[Text block]

The surface of the human retina contains about three million cones and one hundred million rods, but there are just 1.5 million ganglion cells; meaning that for every ganglion cell, there are sixty rods and two cones. Cones transmit color information, whereas rods have greater sensitivity to low-light conditions. However, the distribution of rods and cones tends to be different depending on the part of the retina. In the central retina, for example, there are almost only cones and a lot of ganglion cells making synapses, which explains why the central retina confers the highest visual acuity. In contrast, in the peripheral retina, there are more rods than cones, and the visual acuity in these peripheral regions is decreased. There are several different types of ganglion cells: W, X, and Y ganglion cells. Some of these are responsible for detecting changes in color intensity (cones), and some are more specialized in detecting changes in contrast (rods). These differences depend on the part of the retina in which the ganglion cells are receiving the stimuli.[10]

The interneural connections of ganglia (bipolar cells) allow for low-level visual processing, adjusting the gain of the signal to transmit light gradients rather than absolute light intensity. Thus, relative differences within the light field and the object’s visual patterns are emphasized, as opposed to binary hit/miss signal information. This process is crucial because rods and cones can distinguish light intensity varying by ten orders of magnitude; however, the ganglia of the optic nerve can only transmit about 1% of this range.[11]

Color vision results from the combination of signals from three pigment types within cones: red, green, and blue pigments that correspond to cone types L, M, and S (RGB-LMS), respectively. Those colors correspond to the wavelengths of peak light absorption intensities of the modified chromophores. Remember, excited electrons are vital to producing Schiff-base modifications, which can be further classified as red shift or blue shift modifications.

[What the task requires] According to the text about the retina, why is it crucial that bipolar cells adjust signal gain to transmit light gradients instead of absolute light intensity? Answer in one to three sentences. Rely only on the text about the retina.

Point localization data
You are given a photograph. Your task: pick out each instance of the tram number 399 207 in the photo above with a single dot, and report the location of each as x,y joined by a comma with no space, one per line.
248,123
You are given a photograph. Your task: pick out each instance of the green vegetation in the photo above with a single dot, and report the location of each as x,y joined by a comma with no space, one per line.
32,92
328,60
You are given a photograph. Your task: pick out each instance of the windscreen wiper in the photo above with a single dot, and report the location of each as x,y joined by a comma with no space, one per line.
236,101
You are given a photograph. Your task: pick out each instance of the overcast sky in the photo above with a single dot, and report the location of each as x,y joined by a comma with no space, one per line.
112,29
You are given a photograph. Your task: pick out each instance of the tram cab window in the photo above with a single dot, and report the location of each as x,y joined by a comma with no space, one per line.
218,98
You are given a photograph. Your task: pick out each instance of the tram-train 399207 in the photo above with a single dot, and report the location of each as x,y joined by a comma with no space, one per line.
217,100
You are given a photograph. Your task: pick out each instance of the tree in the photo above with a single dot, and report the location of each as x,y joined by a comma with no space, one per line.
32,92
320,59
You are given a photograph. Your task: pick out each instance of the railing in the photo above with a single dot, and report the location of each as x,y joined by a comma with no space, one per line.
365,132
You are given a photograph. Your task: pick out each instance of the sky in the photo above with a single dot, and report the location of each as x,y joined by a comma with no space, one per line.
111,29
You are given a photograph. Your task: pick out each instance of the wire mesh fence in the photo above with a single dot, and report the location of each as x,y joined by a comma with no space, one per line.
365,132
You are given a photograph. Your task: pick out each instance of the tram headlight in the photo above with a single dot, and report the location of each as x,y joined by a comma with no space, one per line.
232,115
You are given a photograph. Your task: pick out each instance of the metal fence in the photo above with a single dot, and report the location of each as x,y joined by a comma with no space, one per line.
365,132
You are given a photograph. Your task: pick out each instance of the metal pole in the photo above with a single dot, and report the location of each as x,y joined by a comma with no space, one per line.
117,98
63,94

[Exercise output] Rods and cones can distinguish light intensity varying by ten orders of magnitude, but the ganglia of the optic nerve can transmit only about 1% of that range. Transmitting gradients emphasizes relative differences within the light field and the object's visual patterns instead of binary hit/miss information.